• Required task 1
Name every film character that the review mentions.

When I first saw Wes Anderson’s latest film, way back in March, I have to admit that I was somehow both impressed and disappointed.  The film’s virtues were obvious.  Ralph Fiennes gave a brilliant lead performance as Gustave, the courtly and womanizing concierge of the Grand Budapest Hotel.  As played by Fiennes, Gustave came to represent a certain type of old world elegance that, I’m assuming, died out long before I was born.  As is typical of Anderson’s film, The Grand Budapest Hotel was visual delight.  Even when the film’s convoluted storyline occasionally grew self-indulgent, The Grand Budapest Hotel was always interesting and fun to watch.

At the same time, I had some issues with The Grand Budapest Hotel.

One of the major ones — and I will admit right now that this will seem minor to some of you — is that halfway through the film, a cat is killed.  The evil Dimitri Desgoffe von Taxis (Adrien Brody) is attempting to intimidate a nervous lawyer, Kovacs (Jeff Goldblum).  Kovacs’s owns a cat and, at one point, Dimitri’s henchman, Jopling (Willem DaFoe), tosses the cat out of a window.  Kovacs runs to window and sees his dead cat splattered on the sidewalk below…

And this is when the audience in the theater laughed and I got very angry.

To me, there was nothing funny about killing that man’s cat.  But the more I’ve thought about it, the more that I’ve come to realize that my reaction had more to do with the audience than the film.  The film was not saying that the cat’s death was funny.  The film was saying that Dimitri and Jopling were evil and dangerous, as their actions throughout the film would demonstrate.  It was the audience that decided, since Grand Budapest Hotel is full of funny moments and has the off-center style that one has come to expect from Wes Anderson, that meant every scene in the film was meant to be played strictly for laughs.  The fact of the matter is that a typical Wes Anderson film will always attract a certain type of hipster douchebag.  They were the ones who loudly laughed, mostly because they had spent the entire movie laughing loudly in order to make sure that everyone around them understood that they were in on the joke.

But that’s not the fault of the film.  Despite what you may have heard and what the Golden Globes would have you believe, The Grand Budapest Hotel is not a comedy.  For all the deliberately funny and quirky moments, The Grand Budapest Hotel is actually a very serious film.  For all of the slapstick and for all of Ralph Fiennes’s snarky line readings, The Grand Budapest Hotel ultimately ends on a note of deep melancholy.

When I first saw The Grand Budapest Hotel, it seemed like it was almost too quirky for its own good.  And, to be honest, I could still have done without some of Anderson’s more self-indulgent touches.  The sequence at the end, where Gustave, who has been framed for murder, gets help from a series of his fellow hotel concierges started out funny but, as everyone from Bill Murray to Owen Wilson put in an appearance, it started to feel less like the story of Gustave and more like the story of all of Wes Anderson’s famous friends.

• Input material
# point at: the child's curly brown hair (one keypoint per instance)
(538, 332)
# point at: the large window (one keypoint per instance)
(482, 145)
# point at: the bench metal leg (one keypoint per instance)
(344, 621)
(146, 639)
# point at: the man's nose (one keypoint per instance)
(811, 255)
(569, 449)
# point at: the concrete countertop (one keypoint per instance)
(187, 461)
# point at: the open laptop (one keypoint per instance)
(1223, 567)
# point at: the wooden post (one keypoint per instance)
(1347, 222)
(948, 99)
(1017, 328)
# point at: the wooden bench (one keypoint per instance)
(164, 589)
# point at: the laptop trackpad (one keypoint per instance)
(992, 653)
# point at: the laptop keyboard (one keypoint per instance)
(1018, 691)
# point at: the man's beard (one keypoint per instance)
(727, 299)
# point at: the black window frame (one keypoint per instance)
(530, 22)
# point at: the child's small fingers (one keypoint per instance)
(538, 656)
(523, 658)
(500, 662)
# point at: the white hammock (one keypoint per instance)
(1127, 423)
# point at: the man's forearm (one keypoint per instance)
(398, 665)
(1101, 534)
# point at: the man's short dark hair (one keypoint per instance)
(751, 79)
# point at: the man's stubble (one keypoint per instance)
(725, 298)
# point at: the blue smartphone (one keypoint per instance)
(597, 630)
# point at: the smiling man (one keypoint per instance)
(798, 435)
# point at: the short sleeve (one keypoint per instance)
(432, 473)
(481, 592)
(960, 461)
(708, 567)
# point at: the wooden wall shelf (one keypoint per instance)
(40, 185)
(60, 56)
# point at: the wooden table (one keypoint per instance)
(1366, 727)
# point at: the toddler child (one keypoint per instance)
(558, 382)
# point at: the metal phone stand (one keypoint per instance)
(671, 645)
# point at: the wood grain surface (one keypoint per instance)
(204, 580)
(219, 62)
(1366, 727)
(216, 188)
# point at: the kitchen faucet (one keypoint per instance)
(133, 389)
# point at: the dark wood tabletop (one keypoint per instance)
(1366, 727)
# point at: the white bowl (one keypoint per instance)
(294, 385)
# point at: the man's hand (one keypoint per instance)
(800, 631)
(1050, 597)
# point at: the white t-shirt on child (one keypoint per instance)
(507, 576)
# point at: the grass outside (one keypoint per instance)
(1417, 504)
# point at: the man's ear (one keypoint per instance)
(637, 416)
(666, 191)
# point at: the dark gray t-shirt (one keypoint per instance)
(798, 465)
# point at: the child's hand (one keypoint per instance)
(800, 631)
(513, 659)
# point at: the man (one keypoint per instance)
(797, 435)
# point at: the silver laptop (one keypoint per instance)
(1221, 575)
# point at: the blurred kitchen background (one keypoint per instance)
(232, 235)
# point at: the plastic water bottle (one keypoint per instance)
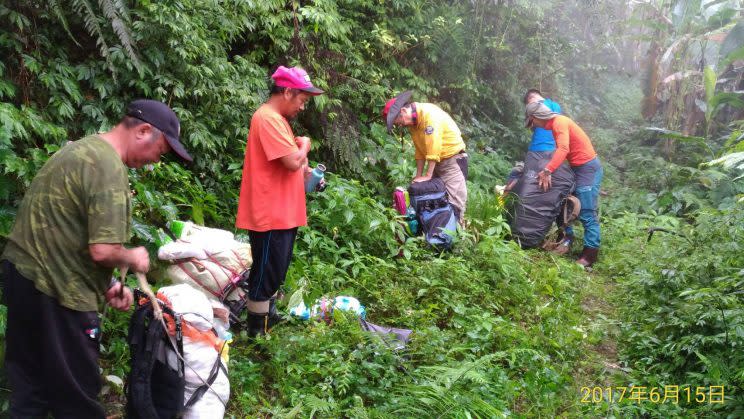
(311, 182)
(411, 221)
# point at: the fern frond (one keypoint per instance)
(57, 9)
(91, 24)
(113, 12)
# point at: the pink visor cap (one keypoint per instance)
(295, 78)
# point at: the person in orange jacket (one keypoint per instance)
(574, 145)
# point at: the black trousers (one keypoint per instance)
(51, 354)
(271, 251)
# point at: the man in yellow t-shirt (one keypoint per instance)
(438, 144)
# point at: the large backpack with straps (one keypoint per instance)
(435, 214)
(156, 385)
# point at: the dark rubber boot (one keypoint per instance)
(257, 324)
(588, 257)
(274, 316)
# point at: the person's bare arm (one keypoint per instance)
(117, 256)
(298, 159)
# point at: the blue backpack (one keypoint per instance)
(435, 214)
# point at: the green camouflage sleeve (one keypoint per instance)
(108, 200)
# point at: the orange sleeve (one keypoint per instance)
(276, 138)
(561, 136)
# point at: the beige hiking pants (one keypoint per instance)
(453, 171)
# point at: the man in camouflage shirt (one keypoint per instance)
(58, 262)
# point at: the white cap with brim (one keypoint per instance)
(537, 110)
(400, 101)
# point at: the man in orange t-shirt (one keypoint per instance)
(272, 193)
(574, 145)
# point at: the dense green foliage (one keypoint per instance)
(498, 331)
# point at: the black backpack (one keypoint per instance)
(154, 389)
(156, 383)
(435, 214)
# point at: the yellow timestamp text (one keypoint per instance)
(666, 394)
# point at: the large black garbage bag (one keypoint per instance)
(533, 211)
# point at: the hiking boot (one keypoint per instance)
(588, 257)
(564, 243)
(257, 324)
(274, 316)
(262, 323)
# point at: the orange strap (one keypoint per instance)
(208, 336)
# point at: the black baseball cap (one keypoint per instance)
(159, 115)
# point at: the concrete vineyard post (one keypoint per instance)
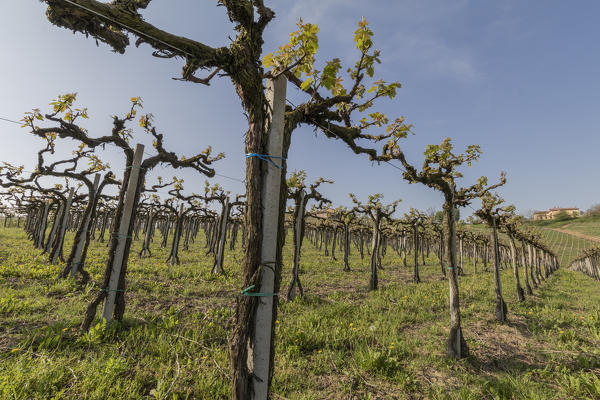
(263, 322)
(123, 225)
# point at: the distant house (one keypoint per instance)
(553, 212)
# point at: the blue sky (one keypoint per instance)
(519, 78)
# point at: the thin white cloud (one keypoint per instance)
(432, 56)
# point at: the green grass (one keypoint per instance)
(340, 339)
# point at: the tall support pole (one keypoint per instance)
(83, 238)
(218, 266)
(123, 233)
(260, 354)
(63, 227)
(42, 229)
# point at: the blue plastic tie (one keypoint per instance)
(266, 157)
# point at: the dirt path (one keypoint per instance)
(578, 234)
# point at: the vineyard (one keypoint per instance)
(118, 282)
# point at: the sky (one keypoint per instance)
(519, 78)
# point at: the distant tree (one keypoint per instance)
(593, 210)
(562, 216)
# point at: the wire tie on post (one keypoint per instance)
(116, 234)
(266, 157)
(246, 292)
(109, 290)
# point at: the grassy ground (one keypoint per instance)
(339, 341)
(589, 225)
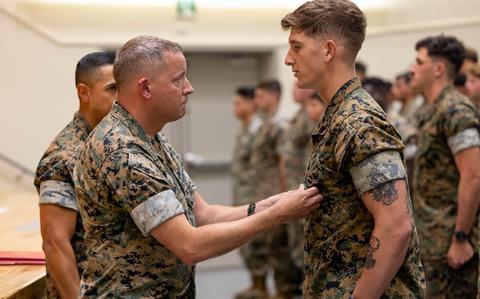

• Required task 2
In the records, start at the line containing "# point at: the man's nose" and end with the line containing "(1223, 567)". Rewrite those lines with "keypoint" changed to "marker", leave everything else unchanged, and return only those lines.

• Response 1
Gustave
Dimitri Desgoffe von Taxis
Kovacs
Jopling

• Response 2
# point at: the man's nose (one marker per instance)
(811, 255)
(569, 449)
# point at: the concrete countertop (one marker per instance)
(187, 461)
# point at: the open laptop (one marker per instance)
(1223, 567)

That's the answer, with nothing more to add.